__Exercise objective__. In the data below, replace each "Reviewer note" with "Annotator note" and leave everything else unchanged. Omit the pictures from the result.

(Image point annotation entries)

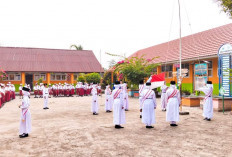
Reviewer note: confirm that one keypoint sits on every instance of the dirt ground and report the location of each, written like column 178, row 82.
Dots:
column 68, row 128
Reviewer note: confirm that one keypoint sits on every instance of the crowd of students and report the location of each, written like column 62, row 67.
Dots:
column 7, row 93
column 63, row 90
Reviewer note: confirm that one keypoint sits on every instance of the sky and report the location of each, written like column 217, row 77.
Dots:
column 114, row 26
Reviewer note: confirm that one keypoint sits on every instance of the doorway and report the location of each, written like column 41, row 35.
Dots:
column 29, row 80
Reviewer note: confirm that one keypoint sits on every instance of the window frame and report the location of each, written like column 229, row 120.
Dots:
column 167, row 72
column 40, row 76
column 12, row 73
column 210, row 68
column 59, row 75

__Task answer__.
Annotator note: confirm that one keypoint sits on every instance of the dirt ground and report the location of each, written like column 178, row 82.
Dots:
column 68, row 128
Annotator note: confirm that one keypoint sits on every instance of the crowd of students and report the location of each, written like column 62, row 67.
Dots:
column 7, row 93
column 63, row 90
Annotator note: confirm that one keypoint sits on every instance of the sky and report the location of each, written like column 217, row 77.
Dots:
column 114, row 26
Annotator note: confirm that one keypoint sits on every instance of the doorway and report the location of each, written like column 41, row 35.
Dots:
column 29, row 80
Annotator note: confirm that one keypoint sits on every instance of the window frame and report the location of each, written like column 229, row 120.
Dots:
column 167, row 72
column 40, row 76
column 12, row 73
column 210, row 68
column 59, row 75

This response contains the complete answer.